> **ВАША ЗАДАЧА**: Воспроизведите все приведённые ниже данные слово в слово, ничего не меняя.

####

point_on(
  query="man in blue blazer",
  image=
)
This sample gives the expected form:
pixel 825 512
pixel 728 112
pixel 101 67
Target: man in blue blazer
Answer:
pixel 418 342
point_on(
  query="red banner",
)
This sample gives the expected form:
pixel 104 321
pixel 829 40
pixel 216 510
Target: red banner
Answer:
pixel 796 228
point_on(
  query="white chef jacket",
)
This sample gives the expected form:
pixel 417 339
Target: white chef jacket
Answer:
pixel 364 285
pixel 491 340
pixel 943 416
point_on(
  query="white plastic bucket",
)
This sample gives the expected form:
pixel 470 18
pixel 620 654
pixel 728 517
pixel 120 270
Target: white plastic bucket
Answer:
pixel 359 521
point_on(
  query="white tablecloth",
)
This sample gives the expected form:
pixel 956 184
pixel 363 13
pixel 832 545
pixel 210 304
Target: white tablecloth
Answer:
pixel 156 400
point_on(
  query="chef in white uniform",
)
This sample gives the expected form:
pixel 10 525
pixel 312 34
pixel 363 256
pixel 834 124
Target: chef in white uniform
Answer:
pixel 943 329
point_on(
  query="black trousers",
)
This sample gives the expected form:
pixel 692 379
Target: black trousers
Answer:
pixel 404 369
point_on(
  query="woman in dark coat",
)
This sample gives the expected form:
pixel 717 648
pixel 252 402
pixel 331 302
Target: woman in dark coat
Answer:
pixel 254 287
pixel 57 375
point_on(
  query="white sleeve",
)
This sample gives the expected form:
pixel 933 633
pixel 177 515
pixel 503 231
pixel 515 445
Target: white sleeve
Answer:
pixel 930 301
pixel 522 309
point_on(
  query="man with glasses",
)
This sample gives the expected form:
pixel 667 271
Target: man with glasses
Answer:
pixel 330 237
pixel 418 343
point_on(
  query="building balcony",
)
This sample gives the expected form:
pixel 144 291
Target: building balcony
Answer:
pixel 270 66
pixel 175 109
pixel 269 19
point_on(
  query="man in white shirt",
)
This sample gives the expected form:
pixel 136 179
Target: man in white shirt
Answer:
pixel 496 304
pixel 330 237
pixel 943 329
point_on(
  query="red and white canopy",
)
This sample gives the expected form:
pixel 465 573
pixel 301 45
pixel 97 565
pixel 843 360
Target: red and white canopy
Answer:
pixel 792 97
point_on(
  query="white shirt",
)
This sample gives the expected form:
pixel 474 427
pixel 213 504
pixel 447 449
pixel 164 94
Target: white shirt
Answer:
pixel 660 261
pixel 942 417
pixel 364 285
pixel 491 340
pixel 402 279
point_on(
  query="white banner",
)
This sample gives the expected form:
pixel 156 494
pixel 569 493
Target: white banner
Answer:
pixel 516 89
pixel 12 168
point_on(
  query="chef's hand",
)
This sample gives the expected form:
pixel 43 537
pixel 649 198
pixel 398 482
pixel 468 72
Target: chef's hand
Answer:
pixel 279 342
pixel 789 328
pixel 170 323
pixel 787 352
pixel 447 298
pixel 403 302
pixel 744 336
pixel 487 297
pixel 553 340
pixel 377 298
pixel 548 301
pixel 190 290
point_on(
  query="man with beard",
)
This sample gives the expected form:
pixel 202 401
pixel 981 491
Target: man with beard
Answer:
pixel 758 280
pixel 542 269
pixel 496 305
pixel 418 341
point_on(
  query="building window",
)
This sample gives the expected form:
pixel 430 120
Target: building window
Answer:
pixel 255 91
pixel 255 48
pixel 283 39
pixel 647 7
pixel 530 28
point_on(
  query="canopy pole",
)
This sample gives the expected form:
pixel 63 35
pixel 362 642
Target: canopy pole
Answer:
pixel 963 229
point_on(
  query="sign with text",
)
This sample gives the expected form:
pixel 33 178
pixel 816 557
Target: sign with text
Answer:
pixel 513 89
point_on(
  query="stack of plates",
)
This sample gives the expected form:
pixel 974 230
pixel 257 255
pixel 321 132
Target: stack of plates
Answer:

####

> **РЕЗУЛЬТАТ ЗАДАНИЯ**:
point_on(
  query="man in blue blazer",
  image=
)
This sample gives the expected form:
pixel 825 512
pixel 728 112
pixel 101 67
Target: man in blue blazer
Answer:
pixel 418 342
point_on(
  query="red banner",
)
This sample gives the expected form:
pixel 104 321
pixel 829 40
pixel 216 510
Target: red banner
Answer:
pixel 796 228
point_on(
  query="white chef jacket",
)
This sample gives the expected form:
pixel 417 339
Target: white chef jacket
Answer:
pixel 364 285
pixel 491 340
pixel 943 416
point_on(
  query="white plastic bucket",
)
This sample gives the expected form:
pixel 470 18
pixel 620 654
pixel 728 517
pixel 120 270
Target: white plastic bucket
Answer:
pixel 359 521
point_on(
  query="white tablecloth",
)
This sample gives the expected form:
pixel 956 184
pixel 363 13
pixel 832 545
pixel 210 304
Target: white tablecloth
Answer:
pixel 156 400
point_on(
  query="chef in white uniform",
)
This sample gives the expected form:
pixel 10 525
pixel 312 34
pixel 363 256
pixel 834 124
Target: chef in white uniform
Answer:
pixel 943 329
point_on(
  query="black trousers",
)
This sample gives the expected form:
pixel 692 379
Target: black trousers
Answer:
pixel 404 369
point_on(
  query="woman in dark coat",
)
This sample gives the expected form:
pixel 717 648
pixel 252 402
pixel 331 302
Target: woman in dark coat
Answer:
pixel 254 287
pixel 57 375
point_on(
  query="white sleeve",
)
This sample gives the expected form:
pixel 933 633
pixel 177 515
pixel 503 231
pixel 515 445
Target: white sleeve
Answer:
pixel 930 301
pixel 522 309
point_on(
  query="man with glasses",
)
This sample gives the expected form:
pixel 667 271
Target: man with glasses
Answer:
pixel 330 237
pixel 418 343
point_on(
  query="building balcony",
)
This sample gives the expected form:
pixel 144 291
Target: building balcony
Answer:
pixel 270 66
pixel 175 109
pixel 269 19
point_on(
  query="man in white shirt",
)
This sample gives the expected form:
pixel 136 179
Target: man in white shirt
Answer:
pixel 496 304
pixel 330 237
pixel 943 329
point_on(
  query="red and white canopy",
)
This sample gives the expected form:
pixel 465 573
pixel 301 45
pixel 97 565
pixel 843 360
Target: red and white canopy
Answer:
pixel 792 97
point_on(
  query="white shirt",
)
This sample gives the expected form:
pixel 474 427
pixel 213 504
pixel 447 449
pixel 164 94
Target: white shirt
Answer:
pixel 660 261
pixel 942 417
pixel 364 285
pixel 491 340
pixel 402 279
point_on(
  query="white banner",
)
This sample gives the expected form:
pixel 156 494
pixel 569 493
Target: white banner
Answer:
pixel 516 89
pixel 12 168
point_on(
  query="chef's hand",
)
This sample gives the expected form:
pixel 43 537
pixel 649 198
pixel 398 482
pixel 468 72
Target: chef's hand
Answer:
pixel 279 342
pixel 789 328
pixel 170 323
pixel 787 352
pixel 447 298
pixel 403 302
pixel 744 336
pixel 487 297
pixel 553 340
pixel 377 298
pixel 548 301
pixel 190 290
point_on(
  query="man with beard",
)
This sample gives the expected form:
pixel 202 401
pixel 981 491
Target: man with beard
Answer:
pixel 758 280
pixel 542 269
pixel 496 305
pixel 418 341
point_on(
  query="building window",
)
This sample gives the expected form:
pixel 430 120
Target: building window
Answer:
pixel 255 91
pixel 255 48
pixel 283 39
pixel 647 7
pixel 530 28
point_on(
  query="canopy pole",
)
This sample gives the expected form:
pixel 63 35
pixel 362 642
Target: canopy pole
Answer:
pixel 963 229
point_on(
  query="sign with text",
)
This sample gives the expected form:
pixel 33 178
pixel 816 557
Target: sign with text
Answer:
pixel 513 89
point_on(
  query="stack of plates",
)
This sample gives the expected form:
pixel 974 230
pixel 257 255
pixel 321 132
Target: stack of plates
Answer:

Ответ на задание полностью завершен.